Transcribe only what runs from the line including "Query: side window" through the last line of the entries, exactly as it appears.
________________________________________
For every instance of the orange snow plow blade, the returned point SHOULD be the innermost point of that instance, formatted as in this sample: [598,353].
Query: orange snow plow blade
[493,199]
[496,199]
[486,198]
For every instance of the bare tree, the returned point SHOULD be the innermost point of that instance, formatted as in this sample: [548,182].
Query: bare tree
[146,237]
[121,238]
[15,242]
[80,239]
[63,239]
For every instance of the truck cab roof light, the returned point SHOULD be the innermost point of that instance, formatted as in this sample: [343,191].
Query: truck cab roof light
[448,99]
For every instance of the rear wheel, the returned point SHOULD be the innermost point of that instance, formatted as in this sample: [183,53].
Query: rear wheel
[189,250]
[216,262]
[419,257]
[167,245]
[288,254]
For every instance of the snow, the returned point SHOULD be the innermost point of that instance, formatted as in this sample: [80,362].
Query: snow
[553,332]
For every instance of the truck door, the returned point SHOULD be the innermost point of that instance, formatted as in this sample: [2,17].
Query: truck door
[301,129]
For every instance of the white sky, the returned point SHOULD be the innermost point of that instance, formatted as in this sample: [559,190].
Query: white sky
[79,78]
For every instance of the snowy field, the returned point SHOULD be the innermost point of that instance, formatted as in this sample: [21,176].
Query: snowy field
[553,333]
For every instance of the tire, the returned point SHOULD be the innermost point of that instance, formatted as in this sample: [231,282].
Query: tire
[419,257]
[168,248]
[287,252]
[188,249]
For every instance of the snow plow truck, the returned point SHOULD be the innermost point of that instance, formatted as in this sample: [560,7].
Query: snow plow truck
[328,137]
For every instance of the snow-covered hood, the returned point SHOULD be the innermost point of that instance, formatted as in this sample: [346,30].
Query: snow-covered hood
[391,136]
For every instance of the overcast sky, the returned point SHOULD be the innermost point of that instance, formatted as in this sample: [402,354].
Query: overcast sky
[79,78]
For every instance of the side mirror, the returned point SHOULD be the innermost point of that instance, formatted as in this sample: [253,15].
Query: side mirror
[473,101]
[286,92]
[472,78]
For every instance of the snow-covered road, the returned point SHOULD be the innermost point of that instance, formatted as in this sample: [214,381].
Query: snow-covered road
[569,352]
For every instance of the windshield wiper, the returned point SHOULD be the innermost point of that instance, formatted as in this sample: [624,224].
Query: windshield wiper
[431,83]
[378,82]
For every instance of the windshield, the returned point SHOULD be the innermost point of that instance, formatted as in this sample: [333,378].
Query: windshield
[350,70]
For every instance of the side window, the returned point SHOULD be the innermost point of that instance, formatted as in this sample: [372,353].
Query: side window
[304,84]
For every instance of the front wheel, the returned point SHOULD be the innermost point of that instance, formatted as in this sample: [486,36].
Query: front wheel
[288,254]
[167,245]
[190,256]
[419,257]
________________________________________
**Solution to this problem:**
Query: side window
[304,84]
For every instance of the front wheel, the returned point SHOULD be the innermost point of that instance, formatted as in this sample: [486,36].
Query: front wheel
[288,254]
[167,245]
[190,256]
[419,257]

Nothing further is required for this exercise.